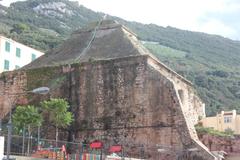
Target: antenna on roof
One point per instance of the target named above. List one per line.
(92, 39)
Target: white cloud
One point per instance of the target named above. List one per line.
(184, 14)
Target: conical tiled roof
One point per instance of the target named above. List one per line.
(102, 40)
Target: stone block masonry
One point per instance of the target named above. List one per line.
(133, 101)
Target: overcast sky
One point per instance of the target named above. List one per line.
(220, 17)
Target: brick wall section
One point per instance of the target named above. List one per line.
(130, 101)
(12, 85)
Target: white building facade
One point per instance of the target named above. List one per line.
(14, 55)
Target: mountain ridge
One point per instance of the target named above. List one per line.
(209, 61)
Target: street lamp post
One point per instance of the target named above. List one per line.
(40, 90)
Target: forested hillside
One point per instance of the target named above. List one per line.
(211, 62)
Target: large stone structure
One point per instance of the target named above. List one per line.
(119, 93)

■ **Written exercise**
Rewrite all of the lines above with "stone" swapped for "rock" wherever it occurs, changing nothing else. Leave the pictures out.

■ **Response to this task**
Target: antenna on roof
One point per instance of the target named above. List one per line.
(92, 39)
Target: white cloud
One point per instance of the target named above. List one per line.
(184, 14)
Target: conical tiled roof
One point per instance of the target named above. List one per line.
(102, 40)
Target: rock block masonry
One point per instance of the target named above. List one per line.
(133, 101)
Target: overcast sky
One point per instance of the target named above. List one per line.
(220, 17)
Target: brick wall section
One point per instance of the target named above. List one per line.
(130, 101)
(12, 85)
Target: white building facade
One point per instance of the target named above. List one per line.
(14, 55)
Target: mountain ridge
One point per instance of the target named above. List one per line.
(209, 61)
Target: street lamp post
One point per instance of the target named above. List one per line.
(40, 90)
Target: forested hillside
One point per instance of the target named above. List one per line.
(211, 62)
Target: large rock structure
One point per instance of the target named above. List one per line.
(119, 93)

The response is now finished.